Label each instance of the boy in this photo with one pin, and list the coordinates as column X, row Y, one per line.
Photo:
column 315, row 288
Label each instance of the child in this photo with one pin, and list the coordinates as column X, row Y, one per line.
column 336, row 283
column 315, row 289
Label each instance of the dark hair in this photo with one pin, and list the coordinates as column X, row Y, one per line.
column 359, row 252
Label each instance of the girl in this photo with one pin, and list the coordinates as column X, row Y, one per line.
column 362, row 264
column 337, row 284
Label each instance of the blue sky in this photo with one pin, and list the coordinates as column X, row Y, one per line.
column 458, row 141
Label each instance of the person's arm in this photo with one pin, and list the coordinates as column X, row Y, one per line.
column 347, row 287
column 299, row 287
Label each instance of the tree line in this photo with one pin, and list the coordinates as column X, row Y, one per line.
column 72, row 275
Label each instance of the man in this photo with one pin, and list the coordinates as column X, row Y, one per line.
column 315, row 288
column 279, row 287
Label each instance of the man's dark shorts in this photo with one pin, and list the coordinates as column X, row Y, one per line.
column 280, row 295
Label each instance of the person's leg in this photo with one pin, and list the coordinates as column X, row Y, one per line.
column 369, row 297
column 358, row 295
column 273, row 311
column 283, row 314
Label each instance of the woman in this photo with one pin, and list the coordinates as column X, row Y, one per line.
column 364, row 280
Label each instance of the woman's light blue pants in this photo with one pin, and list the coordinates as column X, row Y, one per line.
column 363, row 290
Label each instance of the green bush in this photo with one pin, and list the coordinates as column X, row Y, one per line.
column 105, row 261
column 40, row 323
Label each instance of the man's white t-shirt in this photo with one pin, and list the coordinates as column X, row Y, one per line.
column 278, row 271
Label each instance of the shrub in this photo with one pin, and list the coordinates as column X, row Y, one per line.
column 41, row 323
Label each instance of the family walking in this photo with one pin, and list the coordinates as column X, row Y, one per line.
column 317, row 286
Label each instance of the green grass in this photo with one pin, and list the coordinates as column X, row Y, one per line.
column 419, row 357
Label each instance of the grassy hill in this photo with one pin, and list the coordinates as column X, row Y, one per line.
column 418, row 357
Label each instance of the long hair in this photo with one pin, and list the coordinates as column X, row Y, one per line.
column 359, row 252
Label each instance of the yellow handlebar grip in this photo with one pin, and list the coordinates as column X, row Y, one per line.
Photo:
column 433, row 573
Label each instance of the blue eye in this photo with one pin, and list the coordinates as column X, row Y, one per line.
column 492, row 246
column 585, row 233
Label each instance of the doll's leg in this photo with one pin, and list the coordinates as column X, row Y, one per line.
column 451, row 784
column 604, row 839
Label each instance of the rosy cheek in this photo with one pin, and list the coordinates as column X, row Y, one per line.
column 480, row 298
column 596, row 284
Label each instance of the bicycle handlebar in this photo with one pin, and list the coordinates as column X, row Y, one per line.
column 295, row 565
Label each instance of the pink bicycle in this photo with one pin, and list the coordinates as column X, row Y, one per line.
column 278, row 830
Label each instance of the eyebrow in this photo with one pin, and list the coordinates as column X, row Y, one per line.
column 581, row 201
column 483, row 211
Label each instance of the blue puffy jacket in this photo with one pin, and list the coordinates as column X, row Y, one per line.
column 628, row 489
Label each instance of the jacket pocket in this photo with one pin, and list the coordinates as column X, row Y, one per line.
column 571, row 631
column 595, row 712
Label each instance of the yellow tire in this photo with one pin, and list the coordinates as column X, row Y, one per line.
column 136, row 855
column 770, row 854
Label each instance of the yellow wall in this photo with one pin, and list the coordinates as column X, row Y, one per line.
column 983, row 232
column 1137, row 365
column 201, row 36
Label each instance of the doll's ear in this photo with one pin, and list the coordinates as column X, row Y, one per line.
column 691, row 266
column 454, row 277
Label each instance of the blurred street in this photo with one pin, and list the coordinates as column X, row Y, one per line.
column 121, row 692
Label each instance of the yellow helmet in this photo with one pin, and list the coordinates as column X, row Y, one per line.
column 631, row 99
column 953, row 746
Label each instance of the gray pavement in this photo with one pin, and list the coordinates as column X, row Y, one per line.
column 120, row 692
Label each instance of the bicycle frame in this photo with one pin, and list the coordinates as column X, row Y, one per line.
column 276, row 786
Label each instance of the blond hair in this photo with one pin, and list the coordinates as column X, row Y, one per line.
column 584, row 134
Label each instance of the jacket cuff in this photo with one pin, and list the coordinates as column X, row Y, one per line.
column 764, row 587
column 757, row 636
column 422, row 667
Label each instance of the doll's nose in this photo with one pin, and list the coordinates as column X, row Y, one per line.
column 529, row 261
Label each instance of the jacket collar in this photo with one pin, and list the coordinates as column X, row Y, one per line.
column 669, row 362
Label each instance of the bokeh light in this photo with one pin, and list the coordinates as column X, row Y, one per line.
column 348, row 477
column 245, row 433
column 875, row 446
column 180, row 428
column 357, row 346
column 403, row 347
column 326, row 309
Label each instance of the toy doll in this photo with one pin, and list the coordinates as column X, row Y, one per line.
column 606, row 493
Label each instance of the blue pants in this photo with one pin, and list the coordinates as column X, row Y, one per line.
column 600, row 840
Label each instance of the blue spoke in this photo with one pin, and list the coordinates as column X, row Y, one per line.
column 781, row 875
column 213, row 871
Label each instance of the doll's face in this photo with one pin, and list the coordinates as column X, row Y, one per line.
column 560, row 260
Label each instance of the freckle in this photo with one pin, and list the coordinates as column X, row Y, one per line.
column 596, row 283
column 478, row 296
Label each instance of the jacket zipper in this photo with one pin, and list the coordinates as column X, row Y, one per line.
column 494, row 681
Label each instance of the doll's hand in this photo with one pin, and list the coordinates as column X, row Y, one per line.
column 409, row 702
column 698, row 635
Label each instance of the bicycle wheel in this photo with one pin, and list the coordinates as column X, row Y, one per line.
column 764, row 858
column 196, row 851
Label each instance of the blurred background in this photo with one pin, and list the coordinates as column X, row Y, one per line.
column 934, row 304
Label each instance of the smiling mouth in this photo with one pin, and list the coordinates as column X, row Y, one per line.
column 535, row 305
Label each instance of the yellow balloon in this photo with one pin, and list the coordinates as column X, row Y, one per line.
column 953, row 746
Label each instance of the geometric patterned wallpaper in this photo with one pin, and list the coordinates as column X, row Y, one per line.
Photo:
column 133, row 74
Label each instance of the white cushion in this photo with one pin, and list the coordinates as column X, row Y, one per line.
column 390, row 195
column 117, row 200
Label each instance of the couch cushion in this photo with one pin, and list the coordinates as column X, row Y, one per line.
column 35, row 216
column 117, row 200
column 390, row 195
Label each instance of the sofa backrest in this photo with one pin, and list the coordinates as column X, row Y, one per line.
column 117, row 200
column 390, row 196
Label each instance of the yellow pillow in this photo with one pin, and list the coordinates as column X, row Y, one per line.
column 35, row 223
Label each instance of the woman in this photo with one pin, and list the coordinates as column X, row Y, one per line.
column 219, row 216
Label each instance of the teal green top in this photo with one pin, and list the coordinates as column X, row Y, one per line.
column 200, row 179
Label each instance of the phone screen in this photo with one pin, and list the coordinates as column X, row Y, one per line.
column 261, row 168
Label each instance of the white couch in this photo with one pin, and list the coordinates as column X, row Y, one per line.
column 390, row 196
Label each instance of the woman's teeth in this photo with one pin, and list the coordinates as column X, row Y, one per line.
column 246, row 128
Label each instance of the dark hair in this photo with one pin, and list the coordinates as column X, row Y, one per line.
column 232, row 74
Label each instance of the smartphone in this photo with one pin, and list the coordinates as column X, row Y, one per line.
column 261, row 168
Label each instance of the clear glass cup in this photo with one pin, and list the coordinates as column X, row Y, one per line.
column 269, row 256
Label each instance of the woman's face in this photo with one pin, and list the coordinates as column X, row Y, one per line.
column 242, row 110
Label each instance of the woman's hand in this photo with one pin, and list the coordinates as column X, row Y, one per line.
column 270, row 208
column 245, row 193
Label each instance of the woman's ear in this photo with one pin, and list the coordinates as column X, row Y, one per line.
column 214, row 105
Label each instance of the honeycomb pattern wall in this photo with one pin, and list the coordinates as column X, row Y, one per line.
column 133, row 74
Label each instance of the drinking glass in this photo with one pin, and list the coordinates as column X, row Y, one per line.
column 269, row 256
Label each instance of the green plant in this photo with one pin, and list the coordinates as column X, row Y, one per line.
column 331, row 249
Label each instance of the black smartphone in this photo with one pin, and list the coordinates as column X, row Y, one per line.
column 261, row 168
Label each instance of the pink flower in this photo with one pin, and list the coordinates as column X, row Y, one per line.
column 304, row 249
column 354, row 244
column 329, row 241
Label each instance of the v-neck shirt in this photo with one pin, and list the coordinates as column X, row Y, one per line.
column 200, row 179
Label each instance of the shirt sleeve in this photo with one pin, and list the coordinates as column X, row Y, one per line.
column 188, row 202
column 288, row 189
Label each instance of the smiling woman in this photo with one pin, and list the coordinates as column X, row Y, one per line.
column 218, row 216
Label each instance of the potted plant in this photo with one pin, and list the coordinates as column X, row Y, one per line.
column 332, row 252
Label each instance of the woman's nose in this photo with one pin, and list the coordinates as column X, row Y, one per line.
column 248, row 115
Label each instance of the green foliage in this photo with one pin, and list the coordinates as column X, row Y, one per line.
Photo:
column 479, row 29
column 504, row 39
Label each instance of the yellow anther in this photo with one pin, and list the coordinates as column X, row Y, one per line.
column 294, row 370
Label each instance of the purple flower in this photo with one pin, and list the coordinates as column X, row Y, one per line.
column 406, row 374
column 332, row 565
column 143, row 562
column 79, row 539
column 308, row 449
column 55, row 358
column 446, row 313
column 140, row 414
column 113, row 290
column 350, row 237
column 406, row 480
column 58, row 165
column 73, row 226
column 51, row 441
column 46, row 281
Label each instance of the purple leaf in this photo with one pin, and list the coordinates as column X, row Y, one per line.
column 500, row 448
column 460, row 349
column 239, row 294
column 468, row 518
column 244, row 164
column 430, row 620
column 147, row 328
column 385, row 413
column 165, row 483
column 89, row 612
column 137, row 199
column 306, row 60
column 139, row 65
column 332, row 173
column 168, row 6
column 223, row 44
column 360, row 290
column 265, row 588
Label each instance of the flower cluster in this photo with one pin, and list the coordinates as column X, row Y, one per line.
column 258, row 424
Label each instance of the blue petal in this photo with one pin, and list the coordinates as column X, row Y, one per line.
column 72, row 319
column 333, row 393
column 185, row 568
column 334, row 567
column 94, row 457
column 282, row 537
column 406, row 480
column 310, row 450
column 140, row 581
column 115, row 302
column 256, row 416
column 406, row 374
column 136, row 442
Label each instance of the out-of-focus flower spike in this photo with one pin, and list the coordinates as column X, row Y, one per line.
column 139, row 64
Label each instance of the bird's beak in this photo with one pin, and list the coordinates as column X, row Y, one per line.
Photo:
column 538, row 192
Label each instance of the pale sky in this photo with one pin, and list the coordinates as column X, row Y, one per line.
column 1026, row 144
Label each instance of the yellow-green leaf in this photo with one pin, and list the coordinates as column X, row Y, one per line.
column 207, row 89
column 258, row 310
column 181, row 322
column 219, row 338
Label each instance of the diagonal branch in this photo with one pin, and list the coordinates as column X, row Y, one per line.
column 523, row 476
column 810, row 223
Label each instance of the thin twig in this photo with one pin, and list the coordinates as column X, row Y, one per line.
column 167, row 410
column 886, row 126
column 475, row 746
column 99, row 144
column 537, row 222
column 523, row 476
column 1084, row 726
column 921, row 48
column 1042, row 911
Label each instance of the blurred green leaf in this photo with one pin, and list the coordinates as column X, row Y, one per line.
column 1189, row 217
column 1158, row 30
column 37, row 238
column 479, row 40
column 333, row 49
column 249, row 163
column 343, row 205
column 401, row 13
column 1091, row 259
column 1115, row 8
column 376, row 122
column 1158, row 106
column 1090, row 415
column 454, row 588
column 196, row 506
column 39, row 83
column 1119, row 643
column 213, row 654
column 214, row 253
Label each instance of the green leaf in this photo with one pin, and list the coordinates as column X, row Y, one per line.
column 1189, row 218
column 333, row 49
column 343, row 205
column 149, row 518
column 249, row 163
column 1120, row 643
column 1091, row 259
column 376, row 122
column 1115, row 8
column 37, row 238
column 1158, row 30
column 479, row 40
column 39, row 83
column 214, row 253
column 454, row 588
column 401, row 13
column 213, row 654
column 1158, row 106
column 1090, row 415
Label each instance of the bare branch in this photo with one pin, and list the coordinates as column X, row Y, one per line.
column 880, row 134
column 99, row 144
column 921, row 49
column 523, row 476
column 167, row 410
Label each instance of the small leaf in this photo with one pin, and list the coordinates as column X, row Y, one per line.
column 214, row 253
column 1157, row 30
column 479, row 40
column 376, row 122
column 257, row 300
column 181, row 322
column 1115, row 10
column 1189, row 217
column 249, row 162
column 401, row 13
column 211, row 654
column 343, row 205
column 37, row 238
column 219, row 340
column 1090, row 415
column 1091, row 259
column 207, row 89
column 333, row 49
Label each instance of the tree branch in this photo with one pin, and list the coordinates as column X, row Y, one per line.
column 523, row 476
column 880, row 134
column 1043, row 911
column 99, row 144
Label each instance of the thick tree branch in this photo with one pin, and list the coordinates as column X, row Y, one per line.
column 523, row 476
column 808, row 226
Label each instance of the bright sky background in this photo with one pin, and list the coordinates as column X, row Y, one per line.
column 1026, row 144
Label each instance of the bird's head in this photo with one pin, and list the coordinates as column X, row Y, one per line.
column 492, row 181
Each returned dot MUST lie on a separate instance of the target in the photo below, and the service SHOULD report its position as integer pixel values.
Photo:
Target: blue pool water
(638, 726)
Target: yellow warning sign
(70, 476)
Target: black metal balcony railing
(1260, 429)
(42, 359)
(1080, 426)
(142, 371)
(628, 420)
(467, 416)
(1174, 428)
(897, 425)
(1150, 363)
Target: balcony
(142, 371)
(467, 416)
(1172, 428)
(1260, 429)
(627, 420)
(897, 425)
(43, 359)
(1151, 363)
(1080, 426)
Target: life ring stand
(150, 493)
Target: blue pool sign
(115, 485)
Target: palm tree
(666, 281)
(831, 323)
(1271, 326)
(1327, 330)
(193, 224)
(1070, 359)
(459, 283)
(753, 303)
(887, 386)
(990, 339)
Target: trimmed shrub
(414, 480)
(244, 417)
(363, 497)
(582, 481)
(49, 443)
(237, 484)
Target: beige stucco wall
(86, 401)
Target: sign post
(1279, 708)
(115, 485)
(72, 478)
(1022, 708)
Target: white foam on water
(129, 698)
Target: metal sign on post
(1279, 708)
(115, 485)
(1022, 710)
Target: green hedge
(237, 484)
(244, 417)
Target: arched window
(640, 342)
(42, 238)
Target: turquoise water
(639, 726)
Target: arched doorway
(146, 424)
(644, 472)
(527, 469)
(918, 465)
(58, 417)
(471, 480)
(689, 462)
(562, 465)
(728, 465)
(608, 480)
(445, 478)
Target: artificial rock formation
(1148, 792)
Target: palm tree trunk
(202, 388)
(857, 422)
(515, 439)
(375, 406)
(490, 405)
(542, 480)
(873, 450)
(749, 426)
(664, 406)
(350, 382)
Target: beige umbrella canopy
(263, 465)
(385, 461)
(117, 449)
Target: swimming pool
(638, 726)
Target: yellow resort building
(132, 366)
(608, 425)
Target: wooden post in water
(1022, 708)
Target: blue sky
========
Task objective:
Copy out verbatim the stretch of the material from the line containing "Label each instance of the grassy" through the line containing "column 433, row 573", including both of those lines.

Exercise response:
Label each instance of the grassy hill in this photo with one pin, and list the coordinates as column X, row Y, one per line.
column 418, row 357
Label each instance of the long hair in this photo with one pin, and list the coordinates as column X, row Y, one per line.
column 359, row 252
Label each instance of the yellow handlebar grip in this photo with one pin, and list the coordinates as column X, row Y, one per line.
Photo:
column 433, row 573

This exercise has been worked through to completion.